■ Exercise instructions ■
(A) In the Le Guin post, reproduce word for word the passage between "Le Guin’s first Earthsea" and "17 years old.", inclusive.
(B) Using the Le Guin post, answer each question briefly:
(i) What medal did Le Guin receive at the 2014 National Book Awards?
(ii) In The Dispossessed, which of the two planets is lush: the anarchist one or the capitalist one?
(iii) In The Word of Unbinding, where is the wizard trapped?
(C) Decide whether each statement agrees with the Le Guin post. Answer yes or no, and quote the words from the post that settle it.
(i) The 2014 National Book Awards event where Le Guin spoke was sponsored by Amazon.
(ii) The writer remembers the first time they read one of Le Guin's books.
(iii) The Word of Unbinding is called a ten-minute story.

Start of Source document

Ursula K. Le Guin’s The Word of Unbinding is a perfect short story

Le Guin’s first Earthsea tale is one of her best

I just read one of Ursula K. Le Guin’s first short stories, and it was so perfect it completely derailed my original plans for this post. I have to write this love letter to my favorite author. No one alive comes close to her flawless creation of whole worlds from a handful of sentences, and no one has a deeper speculative-anthropological interest in what humanity is and should be.

I don’t remember the first time I read one of her books — it happened in that post-high-school flurry of absolutely unbound devouring, where you’re no longer reading what you feel you “have to” to be taken seriously, but what you want to — the rubber-band snapping of freedom is disorienting, but it’s wonderful to no longer have to pretend you understand Gravity’s Rainbow at 17 years old.

In that frenzy of consumption, something of hers was tossed in, but where she really grabbed me and never let go was with The Dispossessed. A piece of Science Fiction so perfectly balanced, so perfectly human, serious without confusing being serious with being boring and grim, that I have never forgotten it. It fairly and clearly represents the benefits and flaws of a capitalist and anarchist society (two different planets locked in co-orbital positions, one desert-anarchist, the other lush-capitalist). Capitalism is not all subjugation of the poor (although that is an unavoidable side-effect, if not a planned feature), and anarchism is not all lighting fires and throwing stones — all anarchy means is the absence of hierarchical power structures. UKL shows there’s beauty and flaws in both systems because both systems are run by inherently fallible people.

Ursula K. Le Guin at the 2014 National Book Awards

She’s a bona fide hero. If you need proof, here’s her speech at the 2014 National Book Awards, where she received the Medal for Distinguished Contribution to American Letters:

In a room filled with book publishers, at an event sponsored by Amazon, she took the industry to task for “letting commodity profiteers sell us like deodorant” and said, “We live in capitalism. Its power seems inescapable, but so did the divine right of kings.”

That was UKL the doyenne of American SF. This story is from Ursula K. Le Guin, the barely-published writer, and she already had the magic.

The Word of Unbinding: a ten-minute story packed with everything Ursula K. Le Guin would become

In The Word of Unbinding, we already see all the elements that make UKL who she is as an author. Language as simple and clear as a forest stream. The ability to plant twenty words, step back, and watch them grow into an entire vivid world. A focus on the importance of balance, acceptance, and doing the right, the human thing. Before going further, please read the story. It is without a doubt the most worthwhile thing you will do today — doubtless more worthwhile than reading this blog.

The Word of Unbinding is an exceedingly simple story. A wizard is trapped in a dark well, guarded by strange creatures and magics, and he tries and fails to escape until there is only one way out. Like all of UKL’s writing, it is simple and straightforward, but so incredibly dense. Not in the James Joyce/Thomas Pynchon sense, but in the sense that each word is so carefully chosen and placed it’s like setting stone on stone. Here’s the first line:

Where was he? The floor was hard and slimy, the air black and stinking, and that was all there was.

End of Source document
Start of Recorded information

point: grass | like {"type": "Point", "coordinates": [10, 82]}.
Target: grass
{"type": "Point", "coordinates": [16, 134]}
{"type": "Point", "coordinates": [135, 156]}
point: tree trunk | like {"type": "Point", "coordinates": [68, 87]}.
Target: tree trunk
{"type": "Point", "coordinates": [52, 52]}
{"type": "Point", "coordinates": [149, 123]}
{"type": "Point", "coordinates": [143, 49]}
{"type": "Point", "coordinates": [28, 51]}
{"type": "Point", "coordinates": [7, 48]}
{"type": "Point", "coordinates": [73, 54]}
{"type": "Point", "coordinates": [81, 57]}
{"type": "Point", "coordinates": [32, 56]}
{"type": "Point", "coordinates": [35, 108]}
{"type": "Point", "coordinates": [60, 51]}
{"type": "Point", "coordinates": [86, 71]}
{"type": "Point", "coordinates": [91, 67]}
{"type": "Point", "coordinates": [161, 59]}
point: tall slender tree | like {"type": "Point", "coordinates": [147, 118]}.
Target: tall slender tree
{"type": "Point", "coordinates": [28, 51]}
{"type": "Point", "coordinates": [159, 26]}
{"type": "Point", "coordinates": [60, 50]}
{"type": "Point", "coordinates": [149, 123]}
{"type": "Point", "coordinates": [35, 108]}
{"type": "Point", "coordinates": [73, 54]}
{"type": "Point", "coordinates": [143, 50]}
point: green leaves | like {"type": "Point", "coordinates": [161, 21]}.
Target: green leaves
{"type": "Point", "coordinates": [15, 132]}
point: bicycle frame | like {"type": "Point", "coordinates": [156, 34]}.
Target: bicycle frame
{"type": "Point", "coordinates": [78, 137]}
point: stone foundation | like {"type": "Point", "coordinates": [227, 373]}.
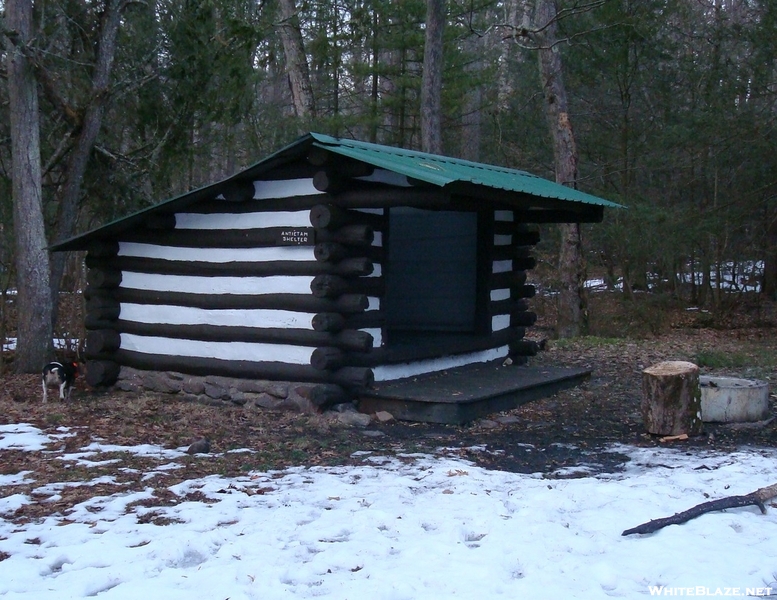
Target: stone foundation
{"type": "Point", "coordinates": [211, 389]}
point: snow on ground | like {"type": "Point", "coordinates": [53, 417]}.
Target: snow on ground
{"type": "Point", "coordinates": [400, 528]}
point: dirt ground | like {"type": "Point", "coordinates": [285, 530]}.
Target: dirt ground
{"type": "Point", "coordinates": [572, 434]}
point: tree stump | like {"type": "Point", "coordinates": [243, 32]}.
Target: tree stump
{"type": "Point", "coordinates": [671, 398]}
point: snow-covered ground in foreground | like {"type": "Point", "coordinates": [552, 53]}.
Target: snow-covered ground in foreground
{"type": "Point", "coordinates": [412, 527]}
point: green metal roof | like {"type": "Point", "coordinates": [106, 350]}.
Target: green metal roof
{"type": "Point", "coordinates": [433, 169]}
{"type": "Point", "coordinates": [442, 170]}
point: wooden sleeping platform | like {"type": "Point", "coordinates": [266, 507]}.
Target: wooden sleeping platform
{"type": "Point", "coordinates": [463, 394]}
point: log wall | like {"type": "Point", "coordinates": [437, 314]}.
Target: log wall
{"type": "Point", "coordinates": [287, 285]}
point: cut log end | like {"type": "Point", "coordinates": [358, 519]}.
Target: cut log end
{"type": "Point", "coordinates": [671, 399]}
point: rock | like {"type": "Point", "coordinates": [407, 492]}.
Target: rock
{"type": "Point", "coordinates": [384, 416]}
{"type": "Point", "coordinates": [372, 433]}
{"type": "Point", "coordinates": [193, 385]}
{"type": "Point", "coordinates": [201, 446]}
{"type": "Point", "coordinates": [216, 391]}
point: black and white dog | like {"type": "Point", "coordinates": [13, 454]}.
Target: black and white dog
{"type": "Point", "coordinates": [61, 375]}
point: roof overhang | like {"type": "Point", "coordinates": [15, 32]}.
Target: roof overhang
{"type": "Point", "coordinates": [536, 200]}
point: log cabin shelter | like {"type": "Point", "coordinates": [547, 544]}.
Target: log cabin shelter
{"type": "Point", "coordinates": [353, 267]}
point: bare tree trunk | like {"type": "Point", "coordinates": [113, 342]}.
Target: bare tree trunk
{"type": "Point", "coordinates": [431, 86]}
{"type": "Point", "coordinates": [33, 347]}
{"type": "Point", "coordinates": [90, 128]}
{"type": "Point", "coordinates": [769, 282]}
{"type": "Point", "coordinates": [471, 118]}
{"type": "Point", "coordinates": [296, 61]}
{"type": "Point", "coordinates": [572, 309]}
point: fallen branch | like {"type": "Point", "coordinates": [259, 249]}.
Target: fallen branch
{"type": "Point", "coordinates": [756, 498]}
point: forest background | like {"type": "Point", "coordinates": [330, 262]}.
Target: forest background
{"type": "Point", "coordinates": [673, 104]}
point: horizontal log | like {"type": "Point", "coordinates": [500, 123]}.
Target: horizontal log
{"type": "Point", "coordinates": [356, 235]}
{"type": "Point", "coordinates": [102, 340]}
{"type": "Point", "coordinates": [351, 340]}
{"type": "Point", "coordinates": [328, 322]}
{"type": "Point", "coordinates": [346, 304]}
{"type": "Point", "coordinates": [331, 182]}
{"type": "Point", "coordinates": [103, 278]}
{"type": "Point", "coordinates": [328, 394]}
{"type": "Point", "coordinates": [349, 267]}
{"type": "Point", "coordinates": [240, 190]}
{"type": "Point", "coordinates": [508, 279]}
{"type": "Point", "coordinates": [380, 196]}
{"type": "Point", "coordinates": [333, 286]}
{"type": "Point", "coordinates": [353, 377]}
{"type": "Point", "coordinates": [524, 291]}
{"type": "Point", "coordinates": [511, 252]}
{"type": "Point", "coordinates": [104, 247]}
{"type": "Point", "coordinates": [334, 252]}
{"type": "Point", "coordinates": [101, 372]}
{"type": "Point", "coordinates": [523, 319]}
{"type": "Point", "coordinates": [507, 307]}
{"type": "Point", "coordinates": [328, 216]}
{"type": "Point", "coordinates": [333, 322]}
{"type": "Point", "coordinates": [250, 206]}
{"type": "Point", "coordinates": [242, 369]}
{"type": "Point", "coordinates": [327, 358]}
{"type": "Point", "coordinates": [104, 310]}
{"type": "Point", "coordinates": [208, 238]}
{"type": "Point", "coordinates": [434, 347]}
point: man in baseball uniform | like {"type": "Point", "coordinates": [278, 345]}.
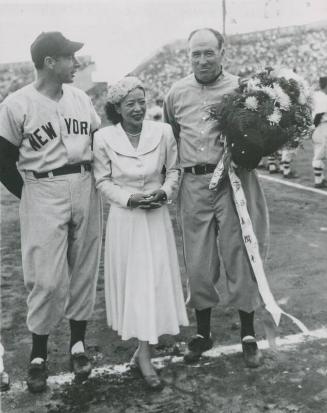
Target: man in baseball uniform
{"type": "Point", "coordinates": [46, 127]}
{"type": "Point", "coordinates": [204, 214]}
{"type": "Point", "coordinates": [319, 136]}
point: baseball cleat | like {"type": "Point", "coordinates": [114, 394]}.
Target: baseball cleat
{"type": "Point", "coordinates": [80, 365]}
{"type": "Point", "coordinates": [251, 354]}
{"type": "Point", "coordinates": [37, 375]}
{"type": "Point", "coordinates": [4, 381]}
{"type": "Point", "coordinates": [196, 347]}
{"type": "Point", "coordinates": [321, 185]}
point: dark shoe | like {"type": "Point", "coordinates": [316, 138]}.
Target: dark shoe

End of Recorded information

■ Per-task answers ■
(A)
Le Guin’s first Earthsea tale is one of her best

I just read one of Ursula K. Le Guin’s first short stories, and it was so perfect it completely derailed my original plans for this post. I have to write this love letter to my favorite author. No one alive comes close to her flawless creation of whole worlds from a handful of sentences, and no one has a deeper speculative-anthropological interest in what humanity is and should be.

I don’t remember the first time I read one of her books — it happened in that post-high-school flurry of absolutely unbound devouring, where you’re no longer reading what you feel you “have to” to be taken seriously, but what you want to — the rubber-band snapping of freedom is disorienting, but it’s wonderful to no longer have to pretend you understand Gravity’s Rainbow at 17 years old.

(B)
(i) The Medal for Distinguished Contribution to American Letters.
(ii) The capitalist one.
(iii) In a dark well.

(C)
(i) Yes: "at an event sponsored by Amazon"
(ii) No: "I don’t remember the first time I read one of her books"
(iii) Yes: "a ten-minute story packed with everything Ursula K. Le Guin would become"